> [Short problem]: Rewrite the material below as a numbered list, one line per item, and leave out any blank lines.

> [Task inputs]:
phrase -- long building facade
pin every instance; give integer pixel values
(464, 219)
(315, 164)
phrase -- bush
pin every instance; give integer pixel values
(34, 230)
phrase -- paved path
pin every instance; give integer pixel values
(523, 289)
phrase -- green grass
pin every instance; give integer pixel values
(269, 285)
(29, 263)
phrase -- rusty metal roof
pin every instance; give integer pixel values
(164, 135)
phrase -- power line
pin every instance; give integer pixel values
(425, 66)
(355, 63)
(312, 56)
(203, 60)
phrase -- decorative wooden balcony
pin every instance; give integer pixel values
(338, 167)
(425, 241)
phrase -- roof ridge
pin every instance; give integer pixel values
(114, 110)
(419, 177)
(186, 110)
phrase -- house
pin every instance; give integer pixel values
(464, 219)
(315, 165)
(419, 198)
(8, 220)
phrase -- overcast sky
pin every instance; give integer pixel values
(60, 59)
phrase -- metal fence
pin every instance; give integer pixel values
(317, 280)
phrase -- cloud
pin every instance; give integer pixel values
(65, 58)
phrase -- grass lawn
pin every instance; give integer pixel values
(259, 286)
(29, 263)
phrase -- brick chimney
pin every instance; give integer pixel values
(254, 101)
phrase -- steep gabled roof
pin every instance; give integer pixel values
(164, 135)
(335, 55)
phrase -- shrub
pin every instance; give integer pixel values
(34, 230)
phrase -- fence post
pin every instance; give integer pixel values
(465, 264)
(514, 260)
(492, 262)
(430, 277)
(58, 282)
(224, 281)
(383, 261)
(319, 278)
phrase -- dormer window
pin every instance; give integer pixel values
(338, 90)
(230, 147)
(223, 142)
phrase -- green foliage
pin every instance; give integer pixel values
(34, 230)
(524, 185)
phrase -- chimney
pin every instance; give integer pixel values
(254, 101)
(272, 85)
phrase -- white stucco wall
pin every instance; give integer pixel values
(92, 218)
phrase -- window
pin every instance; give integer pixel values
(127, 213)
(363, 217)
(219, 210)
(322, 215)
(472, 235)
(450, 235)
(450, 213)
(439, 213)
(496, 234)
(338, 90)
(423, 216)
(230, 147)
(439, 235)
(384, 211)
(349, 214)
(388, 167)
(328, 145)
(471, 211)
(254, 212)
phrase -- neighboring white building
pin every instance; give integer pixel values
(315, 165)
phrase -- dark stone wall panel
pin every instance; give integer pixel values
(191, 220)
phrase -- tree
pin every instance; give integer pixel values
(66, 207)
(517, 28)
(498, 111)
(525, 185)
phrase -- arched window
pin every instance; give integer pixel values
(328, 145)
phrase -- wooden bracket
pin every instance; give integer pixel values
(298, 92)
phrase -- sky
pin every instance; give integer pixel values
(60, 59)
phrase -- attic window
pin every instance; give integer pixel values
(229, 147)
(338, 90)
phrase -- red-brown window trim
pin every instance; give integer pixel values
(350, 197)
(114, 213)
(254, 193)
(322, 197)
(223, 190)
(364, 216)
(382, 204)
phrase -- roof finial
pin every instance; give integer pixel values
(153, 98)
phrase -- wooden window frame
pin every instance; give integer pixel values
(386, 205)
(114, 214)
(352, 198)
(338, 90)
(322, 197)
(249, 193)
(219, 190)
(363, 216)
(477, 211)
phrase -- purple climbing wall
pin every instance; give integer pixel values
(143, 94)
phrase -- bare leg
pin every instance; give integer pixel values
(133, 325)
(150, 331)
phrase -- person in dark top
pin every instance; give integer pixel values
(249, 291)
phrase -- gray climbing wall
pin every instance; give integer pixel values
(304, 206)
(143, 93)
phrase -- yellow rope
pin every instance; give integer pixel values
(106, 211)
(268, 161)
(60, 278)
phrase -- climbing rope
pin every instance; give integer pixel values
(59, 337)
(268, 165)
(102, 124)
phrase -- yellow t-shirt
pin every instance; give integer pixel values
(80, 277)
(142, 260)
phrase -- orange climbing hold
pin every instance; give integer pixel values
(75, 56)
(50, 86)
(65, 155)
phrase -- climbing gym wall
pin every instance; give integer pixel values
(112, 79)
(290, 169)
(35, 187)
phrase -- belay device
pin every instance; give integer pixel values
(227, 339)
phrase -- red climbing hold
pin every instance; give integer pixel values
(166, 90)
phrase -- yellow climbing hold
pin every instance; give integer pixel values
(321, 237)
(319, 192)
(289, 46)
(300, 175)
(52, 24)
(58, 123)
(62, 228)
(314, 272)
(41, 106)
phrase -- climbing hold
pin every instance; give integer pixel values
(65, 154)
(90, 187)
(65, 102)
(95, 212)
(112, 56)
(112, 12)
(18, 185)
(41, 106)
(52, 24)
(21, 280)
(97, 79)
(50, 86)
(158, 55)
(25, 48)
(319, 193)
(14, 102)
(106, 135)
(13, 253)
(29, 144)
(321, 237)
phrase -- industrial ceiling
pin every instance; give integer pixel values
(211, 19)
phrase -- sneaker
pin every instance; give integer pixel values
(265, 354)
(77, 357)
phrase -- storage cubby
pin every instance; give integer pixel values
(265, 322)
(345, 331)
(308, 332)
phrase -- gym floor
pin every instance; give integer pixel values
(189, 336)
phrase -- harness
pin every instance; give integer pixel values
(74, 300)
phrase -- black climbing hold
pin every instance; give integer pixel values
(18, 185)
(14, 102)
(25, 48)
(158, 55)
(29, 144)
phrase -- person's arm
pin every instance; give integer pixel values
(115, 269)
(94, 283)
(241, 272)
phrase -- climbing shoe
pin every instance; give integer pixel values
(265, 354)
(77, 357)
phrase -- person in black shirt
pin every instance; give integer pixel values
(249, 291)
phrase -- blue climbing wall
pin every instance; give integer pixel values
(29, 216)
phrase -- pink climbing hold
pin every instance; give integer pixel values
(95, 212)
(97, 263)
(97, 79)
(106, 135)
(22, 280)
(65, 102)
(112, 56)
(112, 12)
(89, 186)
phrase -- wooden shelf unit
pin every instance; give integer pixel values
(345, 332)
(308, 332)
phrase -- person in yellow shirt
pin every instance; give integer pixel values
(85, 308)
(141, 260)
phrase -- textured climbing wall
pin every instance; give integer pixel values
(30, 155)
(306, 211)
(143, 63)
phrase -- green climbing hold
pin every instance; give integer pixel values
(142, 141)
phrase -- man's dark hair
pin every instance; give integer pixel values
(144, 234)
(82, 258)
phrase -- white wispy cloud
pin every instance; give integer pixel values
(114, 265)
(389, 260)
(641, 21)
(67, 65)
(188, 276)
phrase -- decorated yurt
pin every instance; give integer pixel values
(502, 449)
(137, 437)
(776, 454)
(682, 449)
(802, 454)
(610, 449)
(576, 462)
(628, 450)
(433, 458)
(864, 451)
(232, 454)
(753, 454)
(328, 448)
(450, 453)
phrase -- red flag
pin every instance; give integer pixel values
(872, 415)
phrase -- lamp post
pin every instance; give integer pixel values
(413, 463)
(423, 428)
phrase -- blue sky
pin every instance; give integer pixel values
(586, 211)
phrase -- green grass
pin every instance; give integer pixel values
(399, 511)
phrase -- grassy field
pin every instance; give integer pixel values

> [Right answer]:
1. phrase -- long building facade
2. pin every instance; give integer pixel values
3. (464, 219)
4. (315, 164)
5. phrase -- bush
6. pin every instance; give integer pixel values
7. (34, 230)
8. phrase -- paved path
9. pin every instance; give integer pixel values
10. (523, 289)
11. phrase -- green grass
12. pin every instance; give integer pixel values
13. (269, 285)
14. (29, 263)
15. phrase -- rusty metal roof
16. pin every instance; give integer pixel values
17. (164, 135)
18. phrase -- power line
19. pin every instance; give integer pixel values
20. (425, 66)
21. (355, 63)
22. (312, 56)
23. (203, 60)
24. phrase -- decorative wooden balcony
25. pin every instance; give integer pixel values
26. (338, 167)
27. (425, 241)
28. phrase -- roof ridge
29. pin every instance; give integer pixel values
30. (114, 110)
31. (419, 177)
32. (186, 110)
33. phrase -- house
34. pin every instance; give integer pixel values
35. (464, 219)
36. (315, 165)
37. (419, 198)
38. (8, 220)
39. phrase -- overcast sky
40. pin every instance; give integer pixel values
41. (60, 59)
42. phrase -- metal fence
43. pin every instance; give integer pixel values
44. (317, 280)
45. phrase -- cloud
46. pin every instance; give integer pixel values
47. (65, 58)
48. phrase -- grass lawn
49. pin every instance; give integer pixel values
50. (259, 286)
51. (29, 263)
52. phrase -- brick chimney
53. pin every instance; give integer pixel values
54. (254, 101)
55. phrase -- steep gabled roof
56. pin every instance; give integer pixel values
57. (164, 135)
58. (335, 55)
59. phrase -- shrub
60. pin every instance; give integer pixel values
61. (34, 230)
62. phrase -- fence post
63. pin every instance; give integer pixel values
64. (465, 264)
65. (514, 260)
66. (492, 262)
67. (430, 277)
68. (58, 282)
69. (224, 281)
70. (383, 261)
71. (319, 278)
72. phrase -- dormer window
73. pin every instance; give integer pixel values
74. (338, 90)
75. (230, 147)
76. (223, 142)
77. phrase -- green foliage
78. pin every instance; give integer pixel values
79. (34, 230)
80. (524, 185)
81. phrase -- chimney
82. pin every instance; give integer pixel values
83. (254, 101)
84. (272, 85)
85. phrase -- white stucco wall
86. pin every instance; give integer pixel values
87. (92, 218)
88. phrase -- window
89. pin every instance; give integer pixel values
90. (127, 213)
91. (363, 217)
92. (219, 210)
93. (322, 215)
94. (472, 235)
95. (450, 235)
96. (450, 213)
97. (439, 213)
98. (496, 234)
99. (338, 90)
100. (423, 216)
101. (230, 147)
102. (439, 235)
103. (384, 211)
104. (349, 214)
105. (388, 167)
106. (328, 145)
107. (471, 211)
108. (254, 212)
109. phrase -- neighboring white building
110. pin every instance; give integer pixel values
111. (315, 165)
112. phrase -- dark stone wall panel
113. pin every instance; give integer pixel values
114. (191, 220)
115. phrase -- tree
116. pin every instance; give integer pixel values
117. (66, 207)
118. (517, 28)
119. (498, 111)
120. (525, 185)
121. phrase -- arched window
122. pin every instance; give integer pixel values
123. (328, 145)
124. phrase -- wooden bracket
125. pin every instance; give integer pixel values
126. (298, 92)
127. phrase -- sky
128. pin every instance; give integer pixel values
129. (60, 59)
130. phrase -- attic window
131. pin every instance; give integer pixel values
132. (229, 147)
133. (338, 90)
134. phrase -- red-brown window trim
135. pin every instance; give integer pixel values
136. (350, 197)
137. (114, 213)
138. (254, 193)
139. (322, 197)
140. (223, 190)
141. (364, 216)
142. (382, 204)
143. phrase -- roof finial
144. pin every instance; give integer pixel values
145. (153, 98)
146. phrase -- wooden window frame
147. pin every instance; give integer pixel values
148. (386, 205)
149. (114, 214)
150. (352, 198)
151. (338, 90)
152. (322, 197)
153. (249, 193)
154. (219, 190)
155. (363, 216)
156. (477, 211)
157. phrase -- purple climbing wall
158. pin every instance; give integer pixel values
159. (143, 94)
160. phrase -- bare leg
161. pin every instance; give integer pixel values
162. (133, 325)
163. (150, 331)
164. phrase -- person in dark top
165. pin every instance; give integer pixel values
166. (249, 291)
167. phrase -- gray climbing wall
168. pin every instance; give integer pixel values
169. (304, 206)
170. (143, 93)
171. phrase -- yellow rope
172. pin every instance; give integer pixel values
173. (106, 211)
174. (268, 161)
175. (60, 278)
176. phrase -- climbing rope
177. pin every instance; give integer pixel values
178. (59, 337)
179. (268, 165)
180. (102, 124)
181. phrase -- yellow t-shirt
182. pin every instance; give integer pixel values
183. (80, 277)
184. (142, 260)
185. phrase -- orange climbing hold
186. pin every instance; give integer pixel values
187. (75, 56)
188. (50, 86)
189. (65, 155)
190. phrase -- climbing gym wall
191. pin every instance; give integer pixel values
192. (112, 79)
193. (290, 169)
194. (35, 187)
195. phrase -- belay device
196. pin every instance; give integer pixel values
197. (227, 339)
198. phrase -- red climbing hold
199. pin every instance; give integer pixel values
200. (166, 90)
201. phrase -- yellow climbing hold
202. pin every instance; give integer pixel values
203. (321, 237)
204. (319, 192)
205. (289, 46)
206. (300, 175)
207. (52, 24)
208. (58, 123)
209. (62, 228)
210. (314, 272)
211. (41, 106)
212. phrase -- climbing hold
213. pin every instance; give integer pixel values
214. (65, 154)
215. (90, 187)
216. (65, 102)
217. (95, 212)
218. (112, 56)
219. (112, 12)
220. (18, 185)
221. (41, 106)
222. (52, 24)
223. (21, 280)
224. (97, 79)
225. (50, 86)
226. (158, 55)
227. (25, 48)
228. (319, 193)
229. (14, 102)
230. (106, 135)
231. (13, 253)
232. (29, 144)
233. (321, 237)
234. phrase -- industrial ceiling
235. pin every instance; give integer pixel values
236. (211, 19)
237. phrase -- sneaker
238. pin every instance; give integer pixel values
239. (265, 354)
240. (77, 357)
241. phrase -- storage cubby
242. pin every instance; give integer pixel values
243. (265, 322)
244. (345, 331)
245. (308, 332)
246. phrase -- gym floor
247. pin every instance; give integer pixel values
248. (189, 336)
249. phrase -- harness
250. pin every instance; give integer pixel values
251. (74, 300)
252. phrase -- black climbing hold
253. pin every instance; give integer pixel values
254. (18, 185)
255. (14, 102)
256. (25, 48)
257. (158, 55)
258. (29, 144)
259. phrase -- person's arm
260. pin every instance; give integer pixel values
261. (115, 269)
262. (94, 283)
263. (241, 272)
264. phrase -- climbing shoe
265. pin every instance; give integer pixel values
266. (265, 354)
267. (77, 357)
268. phrase -- person in black shirt
269. pin every instance; give integer pixel values
270. (249, 291)
271. phrase -- blue climbing wall
272. pin every instance; give integer pixel values
273. (29, 216)
274. phrase -- pink climbing hold
275. pin every instance; give integer pixel values
276. (95, 212)
277. (97, 263)
278. (97, 79)
279. (106, 135)
280. (22, 280)
281. (65, 102)
282. (112, 56)
283. (112, 12)
284. (89, 186)
285. phrase -- wooden shelf unit
286. pin every instance; give integer pixel values
287. (345, 332)
288. (308, 332)
289. phrase -- person in yellow shirt
290. pin every instance; give integer pixel values
291. (85, 308)
292. (141, 260)
293. phrase -- textured climbing wall
294. pin every instance; give integer pixel values
295. (30, 155)
296. (306, 211)
297. (143, 63)
298. phrase -- green climbing hold
299. pin every instance; give integer pixel values
300. (142, 141)
301. phrase -- man's dark hair
302. pin every instance; give integer pixel values
303. (144, 234)
304. (82, 258)
305. phrase -- white wispy cloud
306. pin every instance; give integer pixel values
307. (114, 265)
308. (389, 260)
309. (641, 21)
310. (67, 65)
311. (188, 276)
312. phrase -- decorated yurt
313. pin every instance; give integer pixel values
314. (502, 449)
315. (137, 437)
316. (776, 454)
317. (682, 449)
318. (802, 454)
319. (610, 449)
320. (576, 462)
321. (628, 450)
322. (433, 458)
323. (864, 451)
324. (232, 454)
325. (753, 454)
326. (328, 448)
327. (450, 453)
328. phrase -- red flag
329. pin every instance; give integer pixel values
330. (872, 415)
331. phrase -- lamp post
332. pin every instance; give integer pixel values
333. (413, 463)
334. (423, 428)
335. phrase -- blue sky
336. pin every instance; give integer pixel values
337. (586, 211)
338. phrase -- green grass
339. pin every instance; give integer pixel values
340. (399, 511)
341. phrase -- grassy field
342. pin every instance; give integer pixel values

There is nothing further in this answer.